Which of the lines below contain the string "boat"? Copy each one.

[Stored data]
---*---

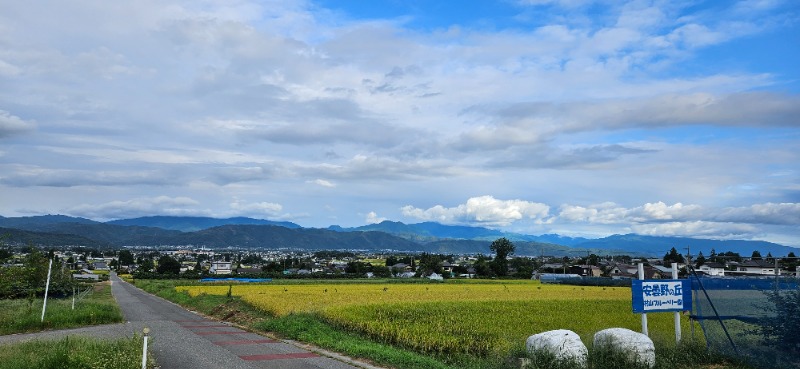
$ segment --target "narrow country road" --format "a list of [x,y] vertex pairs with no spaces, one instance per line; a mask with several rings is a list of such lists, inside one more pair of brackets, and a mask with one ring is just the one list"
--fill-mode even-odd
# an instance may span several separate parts
[[[377,369],[329,352],[311,352],[190,312],[148,294],[116,275],[111,291],[124,324],[0,336],[0,344],[67,335],[131,337],[150,329],[150,352],[163,369]],[[347,362],[347,363],[346,363]]]

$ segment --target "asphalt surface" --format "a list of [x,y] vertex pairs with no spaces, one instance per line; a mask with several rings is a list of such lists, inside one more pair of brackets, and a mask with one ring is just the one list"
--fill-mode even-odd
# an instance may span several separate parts
[[112,294],[126,323],[0,336],[0,344],[31,339],[81,335],[100,338],[131,337],[150,330],[148,346],[164,369],[378,369],[336,353],[309,351],[291,341],[276,340],[211,320],[179,305],[148,294],[116,275]]

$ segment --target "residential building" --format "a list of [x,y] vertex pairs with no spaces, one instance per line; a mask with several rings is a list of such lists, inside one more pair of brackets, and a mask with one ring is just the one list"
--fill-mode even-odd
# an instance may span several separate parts
[[705,263],[696,269],[698,272],[703,272],[710,276],[725,276],[725,266],[720,263]]
[[214,261],[211,263],[211,274],[231,274],[232,264],[230,261]]

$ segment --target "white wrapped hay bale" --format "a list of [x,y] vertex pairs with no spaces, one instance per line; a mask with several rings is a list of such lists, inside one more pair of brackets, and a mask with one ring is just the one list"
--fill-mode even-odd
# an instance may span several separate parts
[[586,367],[589,350],[577,333],[567,329],[542,332],[528,337],[525,341],[528,352],[544,351],[552,353],[558,360],[571,360]]
[[656,365],[656,347],[644,334],[625,328],[609,328],[594,334],[594,348],[611,348],[628,354],[630,360]]

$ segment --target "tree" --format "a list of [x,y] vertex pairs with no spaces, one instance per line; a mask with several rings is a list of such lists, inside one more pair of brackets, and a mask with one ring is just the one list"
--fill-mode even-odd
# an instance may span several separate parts
[[153,271],[153,260],[152,259],[142,259],[139,262],[139,269],[143,272],[152,272]]
[[366,264],[361,261],[351,261],[347,263],[347,266],[344,268],[345,273],[351,274],[364,274],[372,270],[372,265]]
[[664,255],[664,263],[683,263],[683,255],[678,253],[674,247],[669,250],[668,253]]
[[702,266],[703,264],[706,263],[706,257],[703,256],[703,252],[702,251],[700,251],[697,254],[697,259],[695,259],[694,262],[695,262],[695,264],[694,264],[695,268],[699,268],[700,266]]
[[517,257],[511,259],[509,263],[512,268],[516,269],[513,274],[515,278],[530,278],[534,269],[536,269],[535,262],[531,258]]
[[429,276],[431,273],[443,274],[442,257],[440,255],[423,253],[419,257],[419,268],[417,275],[420,277]]
[[378,278],[389,278],[392,276],[392,271],[387,266],[374,266],[372,273]]
[[475,268],[475,275],[479,277],[489,277],[492,275],[492,269],[489,267],[489,263],[486,262],[486,257],[483,255],[478,255],[478,259],[475,260],[475,264],[472,267]]
[[253,265],[253,264],[263,264],[264,258],[257,254],[247,254],[244,258],[242,258],[241,263],[244,265]]
[[797,271],[797,256],[794,252],[790,252],[785,258],[781,259],[781,265],[790,272]]
[[164,255],[158,258],[158,274],[178,274],[181,272],[181,263],[173,259],[169,255]]
[[766,310],[773,313],[762,318],[765,322],[760,328],[765,341],[786,353],[800,354],[800,319],[795,318],[800,314],[800,290],[764,293],[769,300]]
[[505,237],[498,238],[489,246],[489,250],[494,253],[492,269],[498,276],[508,275],[508,256],[514,254],[514,243]]
[[119,252],[119,265],[133,265],[133,254],[130,250]]
[[761,260],[761,253],[758,250],[753,251],[753,255],[750,256],[750,260]]

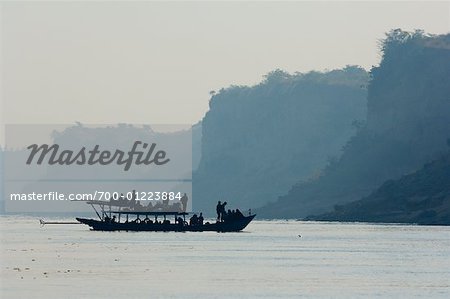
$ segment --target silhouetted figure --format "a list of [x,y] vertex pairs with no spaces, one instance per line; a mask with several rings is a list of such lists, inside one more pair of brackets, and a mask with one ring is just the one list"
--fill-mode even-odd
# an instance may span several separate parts
[[220,221],[220,215],[222,213],[222,202],[220,200],[217,202],[216,212],[217,212],[217,221]]
[[147,211],[153,211],[153,204],[151,202],[148,203],[147,207],[146,207]]
[[140,201],[136,201],[136,204],[134,206],[134,210],[135,211],[142,211],[143,210],[143,207],[142,207],[142,204],[141,204]]
[[183,205],[183,212],[186,212],[188,200],[189,199],[186,193],[184,193],[184,195],[180,198],[181,204]]
[[189,219],[189,225],[197,225],[198,223],[198,216],[197,214],[194,214],[191,219]]
[[166,199],[161,199],[161,200],[163,203],[164,211],[167,211],[167,208],[169,206],[169,198],[167,197]]
[[242,214],[242,212],[239,211],[239,209],[236,209],[236,218],[237,219],[244,218],[244,214]]
[[163,205],[160,200],[157,200],[155,205],[153,206],[153,210],[157,212],[161,212],[163,210]]
[[205,220],[203,218],[203,213],[200,213],[200,216],[198,216],[198,225],[203,225],[203,220]]
[[227,212],[225,211],[225,206],[227,205],[227,202],[225,201],[224,203],[221,203],[221,201],[219,200],[219,202],[217,203],[216,206],[216,212],[217,212],[217,221],[224,221]]
[[224,221],[225,220],[225,217],[227,216],[227,212],[225,211],[225,206],[227,205],[227,202],[225,201],[223,204],[222,204],[222,208],[220,209],[221,210],[221,220],[222,221]]
[[116,222],[116,215],[114,215],[111,219],[111,223],[114,223],[114,222]]

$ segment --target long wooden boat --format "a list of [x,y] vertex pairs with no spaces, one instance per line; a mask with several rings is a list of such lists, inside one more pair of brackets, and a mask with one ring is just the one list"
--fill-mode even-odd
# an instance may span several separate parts
[[[88,225],[92,230],[99,231],[238,232],[245,229],[256,216],[255,214],[248,216],[234,214],[224,221],[191,225],[186,222],[186,216],[189,215],[186,212],[129,211],[123,210],[122,205],[114,202],[88,201],[86,203],[91,205],[98,219],[76,218],[76,220]],[[96,206],[100,208],[100,211],[97,211]],[[118,210],[113,210],[113,207]]]
[[[118,213],[118,212],[114,212]],[[146,216],[185,216],[187,213],[177,212],[121,212],[127,215],[146,215]],[[223,222],[206,222],[203,225],[189,225],[186,221],[170,222],[164,220],[161,222],[148,222],[143,220],[133,221],[111,221],[111,220],[96,220],[86,218],[76,218],[82,224],[91,227],[92,230],[100,231],[173,231],[173,232],[202,232],[202,231],[216,231],[216,232],[238,232],[243,230],[255,218],[256,215],[242,216],[235,219],[225,220]],[[164,217],[164,218],[166,218]],[[137,218],[140,219],[140,218]]]

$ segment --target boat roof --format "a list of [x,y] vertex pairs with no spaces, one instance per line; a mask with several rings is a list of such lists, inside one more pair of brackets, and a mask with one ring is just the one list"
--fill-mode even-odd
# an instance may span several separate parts
[[[85,201],[89,205],[100,205],[100,206],[111,206],[111,207],[119,207],[119,208],[130,208],[129,205],[121,204],[120,202],[114,202],[114,201],[103,201],[103,200],[89,200]],[[141,208],[143,208],[141,206]],[[125,214],[125,215],[153,215],[153,216],[159,216],[159,215],[189,215],[187,212],[177,212],[177,211],[108,211],[108,213],[113,214]]]
[[105,201],[105,200],[83,200],[88,205],[101,205],[101,206],[113,206],[113,207],[123,207],[126,206],[120,201]]
[[189,215],[187,212],[154,212],[154,211],[111,211],[113,214],[128,214],[128,215]]

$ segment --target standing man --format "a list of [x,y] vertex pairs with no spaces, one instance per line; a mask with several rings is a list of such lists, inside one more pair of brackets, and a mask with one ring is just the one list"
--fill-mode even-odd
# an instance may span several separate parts
[[217,221],[220,222],[220,215],[222,214],[222,202],[220,200],[219,202],[217,202],[216,212],[217,212]]
[[225,201],[222,204],[222,208],[220,209],[221,210],[221,216],[220,216],[221,221],[224,221],[225,220],[225,216],[227,215],[227,211],[225,210],[225,206],[226,205],[227,205],[227,202]]
[[183,197],[180,198],[181,204],[183,205],[183,212],[186,212],[188,197],[187,194],[184,193]]
[[203,225],[204,220],[205,220],[205,218],[203,218],[203,213],[200,212],[200,216],[198,216],[197,224]]

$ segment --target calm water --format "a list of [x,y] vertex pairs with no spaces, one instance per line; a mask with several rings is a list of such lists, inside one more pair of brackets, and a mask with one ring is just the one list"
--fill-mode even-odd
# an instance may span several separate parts
[[450,227],[254,221],[242,233],[127,233],[0,220],[1,298],[450,296]]

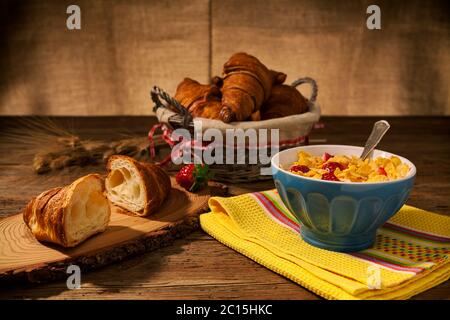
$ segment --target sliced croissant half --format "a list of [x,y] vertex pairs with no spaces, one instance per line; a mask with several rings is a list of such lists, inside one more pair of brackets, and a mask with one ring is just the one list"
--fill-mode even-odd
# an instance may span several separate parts
[[157,211],[171,190],[170,178],[159,166],[114,155],[106,166],[106,196],[115,205],[147,216]]
[[106,230],[111,215],[103,179],[89,174],[33,198],[23,219],[39,241],[74,247]]

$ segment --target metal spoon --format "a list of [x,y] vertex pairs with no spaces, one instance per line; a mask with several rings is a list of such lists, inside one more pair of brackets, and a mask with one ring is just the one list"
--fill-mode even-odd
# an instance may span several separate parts
[[369,138],[367,138],[366,144],[364,145],[364,150],[360,156],[362,160],[365,160],[370,155],[390,127],[391,126],[386,120],[380,120],[374,123],[372,132],[370,133]]

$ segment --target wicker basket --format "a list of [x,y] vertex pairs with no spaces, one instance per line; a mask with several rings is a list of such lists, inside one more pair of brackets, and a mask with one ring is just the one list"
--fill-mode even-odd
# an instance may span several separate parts
[[[320,118],[320,107],[316,103],[317,84],[311,78],[301,78],[294,81],[291,86],[297,87],[301,84],[309,84],[312,87],[311,96],[308,99],[309,111],[303,114],[288,116],[284,118],[262,120],[262,121],[242,121],[234,123],[224,123],[220,120],[196,118],[195,121],[202,122],[202,130],[215,128],[222,131],[225,135],[226,129],[279,129],[279,149],[306,145],[308,144],[308,135],[314,124]],[[151,91],[151,98],[155,104],[154,111],[161,124],[167,125],[171,129],[185,128],[193,131],[194,121],[186,108],[181,106],[169,94],[158,87]],[[175,107],[179,112],[176,113],[168,108],[168,105]],[[173,109],[173,108],[172,108]],[[225,140],[225,138],[224,138]],[[261,168],[268,165],[248,164],[249,152],[245,150],[246,164],[212,164],[210,169],[214,174],[214,180],[222,182],[254,182],[272,179],[270,175],[261,175]],[[273,156],[273,155],[271,155]],[[225,161],[224,161],[225,163]]]

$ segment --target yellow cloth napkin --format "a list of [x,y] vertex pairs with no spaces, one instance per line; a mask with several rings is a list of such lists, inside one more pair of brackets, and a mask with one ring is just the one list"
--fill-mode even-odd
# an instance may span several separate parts
[[316,248],[276,190],[213,197],[208,234],[327,299],[408,299],[450,277],[450,217],[404,206],[357,253]]

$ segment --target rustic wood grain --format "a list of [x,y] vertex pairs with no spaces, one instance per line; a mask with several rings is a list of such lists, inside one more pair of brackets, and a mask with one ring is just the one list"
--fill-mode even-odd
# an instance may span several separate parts
[[[311,141],[362,145],[375,117],[324,117],[325,128],[314,130]],[[450,118],[390,117],[391,130],[380,149],[398,153],[417,167],[415,187],[408,204],[450,214]],[[0,215],[18,212],[40,190],[61,184],[98,167],[64,171],[57,177],[35,178],[29,164],[5,143],[5,130],[16,118],[0,117]],[[146,134],[153,118],[58,118],[82,136],[120,136],[123,129]],[[114,124],[114,125],[113,125]],[[69,126],[69,125],[68,125]],[[326,140],[326,141],[325,141]],[[6,152],[6,150],[8,152]],[[31,177],[34,177],[33,179]],[[25,182],[24,182],[25,181]],[[272,188],[271,182],[230,185],[233,194]],[[319,299],[303,287],[259,266],[202,231],[173,245],[82,274],[82,289],[68,290],[65,281],[2,287],[0,298],[32,299]],[[450,281],[413,299],[450,299]]]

---*---

Result:
$ segment --target long wooden boat --format "a list of [x,y] vertex pairs with no spaces, one instance per line; a mask with several rings is a list of such lists, inside one more pair of brackets, and a mask with one ring is just the one list"
$ segment --target boat roof --format "a list of [x,y] vertex pairs with no spaces, one instance per line; a mask with several rings is a list of such lists, inside one more pair of brackets, and a mask with one ring is just the one list"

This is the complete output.